WORK INSTRUCTIONS
Reproduce the lines from the one holding "One point goes on every instance of the palm" to the end of the entries. Include both ends and change nothing.

[Natural language region descriptions]
◇ ◇ ◇ ◇ ◇ ◇ ◇
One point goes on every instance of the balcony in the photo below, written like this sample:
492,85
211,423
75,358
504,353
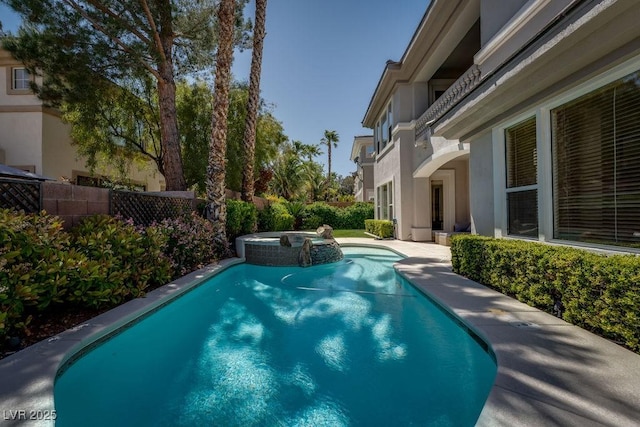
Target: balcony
458,90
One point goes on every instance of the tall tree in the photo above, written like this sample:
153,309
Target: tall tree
217,208
252,104
330,139
194,108
75,43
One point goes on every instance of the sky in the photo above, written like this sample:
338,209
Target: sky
322,61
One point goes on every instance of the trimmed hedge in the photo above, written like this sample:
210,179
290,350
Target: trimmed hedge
100,263
349,218
379,227
242,218
597,292
275,217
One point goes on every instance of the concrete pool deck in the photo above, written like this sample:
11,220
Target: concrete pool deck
549,372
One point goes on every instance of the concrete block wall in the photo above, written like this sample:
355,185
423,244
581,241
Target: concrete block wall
73,202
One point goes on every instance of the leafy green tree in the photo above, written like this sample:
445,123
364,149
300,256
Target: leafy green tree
120,127
194,116
288,178
216,166
77,45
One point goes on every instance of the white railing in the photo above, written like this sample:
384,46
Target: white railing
455,93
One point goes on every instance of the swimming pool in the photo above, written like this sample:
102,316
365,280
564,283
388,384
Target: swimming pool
349,343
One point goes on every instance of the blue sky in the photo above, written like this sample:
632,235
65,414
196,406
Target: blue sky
322,61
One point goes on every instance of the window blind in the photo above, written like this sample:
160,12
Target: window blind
596,173
521,154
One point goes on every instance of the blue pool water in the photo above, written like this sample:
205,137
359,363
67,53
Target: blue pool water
349,343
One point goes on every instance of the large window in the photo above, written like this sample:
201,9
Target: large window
596,174
521,171
385,201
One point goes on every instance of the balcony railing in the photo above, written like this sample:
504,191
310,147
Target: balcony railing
447,100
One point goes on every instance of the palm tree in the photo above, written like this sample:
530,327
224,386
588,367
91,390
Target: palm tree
◇ ◇ ◇ ◇ ◇ ◇ ◇
THE COMPLETED TASK
One point goes on every instance of the palm tree in the photo above, written like this sample:
530,327
224,386
588,367
91,390
Target: palm tree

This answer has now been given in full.